When we talk about upcycling and sustainable fashion in general, we really are talking about our most known geographic area, also known as the Global North: the most detailed sources of information often refer to Western Europe, North America, and sometimes Central Europe. In the sustainable fashion narrative, one other geographic zone comes up frequently, although not for the same reasons: Asia.
More specifically, the spheres of sustainable fashion refer to Eastern Asia (from Pakistan to Japan and from China to Indonesia), regrettably known for its attractive labour laws and industrial excesses. One of them is the sadly famous Bangladeshi Rana Plaza accident, during which a building hosting textiles workshops working for famous fast fashion brands collapsed in 2013 due to insalubrity, killing over 1,200 workers. Considered the deadliest garment factory accident and a huge structural industrial failure, the collapse of the Rana Plaza marked a turning point in the way the Global North perceived the way clothes were made, and paved the way for a deeper reflexion on circular models and sustainable production.

━━━━━━━━━━

## INSTRUCTION 1
In the text on sustainable fashion, which countries mark the extent of Eastern Asia in the parenthetical description?

## ENTRIES SUPPLIED
━━━━━━━━━━

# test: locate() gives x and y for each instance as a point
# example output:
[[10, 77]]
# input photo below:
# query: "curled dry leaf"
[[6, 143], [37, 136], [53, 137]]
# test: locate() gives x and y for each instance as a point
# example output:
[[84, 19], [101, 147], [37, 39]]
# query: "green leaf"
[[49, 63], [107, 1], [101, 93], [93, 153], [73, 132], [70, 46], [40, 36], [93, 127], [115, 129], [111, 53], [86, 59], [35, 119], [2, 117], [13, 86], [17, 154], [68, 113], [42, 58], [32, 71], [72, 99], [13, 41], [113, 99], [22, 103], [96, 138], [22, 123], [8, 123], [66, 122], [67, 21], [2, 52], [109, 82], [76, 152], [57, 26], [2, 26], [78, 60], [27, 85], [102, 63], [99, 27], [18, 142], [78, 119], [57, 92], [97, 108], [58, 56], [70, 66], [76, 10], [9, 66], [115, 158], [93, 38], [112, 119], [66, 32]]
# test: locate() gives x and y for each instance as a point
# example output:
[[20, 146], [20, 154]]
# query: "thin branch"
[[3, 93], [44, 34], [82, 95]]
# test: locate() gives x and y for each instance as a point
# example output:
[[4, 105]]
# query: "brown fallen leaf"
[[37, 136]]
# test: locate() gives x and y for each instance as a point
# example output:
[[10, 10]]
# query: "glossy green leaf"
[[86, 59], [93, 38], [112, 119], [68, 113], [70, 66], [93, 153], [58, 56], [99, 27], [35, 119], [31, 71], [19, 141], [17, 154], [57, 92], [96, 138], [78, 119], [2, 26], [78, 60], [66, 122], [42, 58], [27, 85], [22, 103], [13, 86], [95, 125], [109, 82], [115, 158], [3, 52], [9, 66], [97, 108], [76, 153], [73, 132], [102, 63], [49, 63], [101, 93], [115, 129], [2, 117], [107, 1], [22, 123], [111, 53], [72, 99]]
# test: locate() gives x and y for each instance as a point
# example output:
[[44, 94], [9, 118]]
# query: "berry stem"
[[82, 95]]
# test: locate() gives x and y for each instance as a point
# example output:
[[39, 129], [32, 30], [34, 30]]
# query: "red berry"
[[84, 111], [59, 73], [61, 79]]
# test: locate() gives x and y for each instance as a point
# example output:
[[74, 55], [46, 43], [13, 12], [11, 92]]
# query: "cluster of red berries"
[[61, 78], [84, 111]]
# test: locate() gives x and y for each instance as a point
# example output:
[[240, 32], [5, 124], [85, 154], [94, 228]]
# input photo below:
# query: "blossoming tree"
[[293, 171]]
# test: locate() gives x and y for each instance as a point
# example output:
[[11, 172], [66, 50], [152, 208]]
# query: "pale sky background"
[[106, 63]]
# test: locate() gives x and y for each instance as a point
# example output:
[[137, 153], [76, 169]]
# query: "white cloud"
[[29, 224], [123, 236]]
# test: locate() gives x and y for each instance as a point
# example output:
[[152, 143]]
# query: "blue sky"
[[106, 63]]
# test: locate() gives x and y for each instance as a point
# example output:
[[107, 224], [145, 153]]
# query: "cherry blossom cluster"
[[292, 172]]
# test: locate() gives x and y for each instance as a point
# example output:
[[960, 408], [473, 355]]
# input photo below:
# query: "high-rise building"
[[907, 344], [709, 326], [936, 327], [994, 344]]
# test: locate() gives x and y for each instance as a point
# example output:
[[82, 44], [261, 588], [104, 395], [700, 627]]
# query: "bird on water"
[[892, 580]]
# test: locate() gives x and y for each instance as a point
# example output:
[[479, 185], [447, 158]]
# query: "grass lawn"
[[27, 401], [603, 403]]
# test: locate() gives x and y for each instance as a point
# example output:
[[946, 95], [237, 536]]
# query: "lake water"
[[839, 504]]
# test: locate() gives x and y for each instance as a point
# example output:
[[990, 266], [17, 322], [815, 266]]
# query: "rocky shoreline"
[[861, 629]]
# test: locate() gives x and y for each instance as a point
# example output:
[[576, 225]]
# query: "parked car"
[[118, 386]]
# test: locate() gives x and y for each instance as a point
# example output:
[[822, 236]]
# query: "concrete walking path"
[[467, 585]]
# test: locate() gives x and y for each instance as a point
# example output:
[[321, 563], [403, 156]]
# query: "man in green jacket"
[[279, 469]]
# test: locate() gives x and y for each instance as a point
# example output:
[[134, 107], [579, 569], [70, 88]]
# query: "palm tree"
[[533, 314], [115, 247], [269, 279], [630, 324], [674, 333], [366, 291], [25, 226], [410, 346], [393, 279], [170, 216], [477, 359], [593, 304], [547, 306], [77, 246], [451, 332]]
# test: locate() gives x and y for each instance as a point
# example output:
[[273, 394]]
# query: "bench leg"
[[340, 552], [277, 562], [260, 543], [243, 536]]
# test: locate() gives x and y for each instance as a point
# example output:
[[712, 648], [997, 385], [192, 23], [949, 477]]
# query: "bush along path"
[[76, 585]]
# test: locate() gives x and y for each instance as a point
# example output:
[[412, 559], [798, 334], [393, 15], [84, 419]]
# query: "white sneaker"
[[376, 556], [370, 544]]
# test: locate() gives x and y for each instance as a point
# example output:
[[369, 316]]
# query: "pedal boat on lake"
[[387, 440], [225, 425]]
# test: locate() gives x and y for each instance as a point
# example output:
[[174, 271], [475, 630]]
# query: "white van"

━━━━━━━━━━

## INSTRUCTION 2
Display each line of the records that contains the word "green".

## FULL RESPONSE 1
Pakistan, Japan, China, Indonesia

## FULL RESPONSE 2
# query: "green leaf"
# query: "glossy green leaf"
# query: "man in green jacket"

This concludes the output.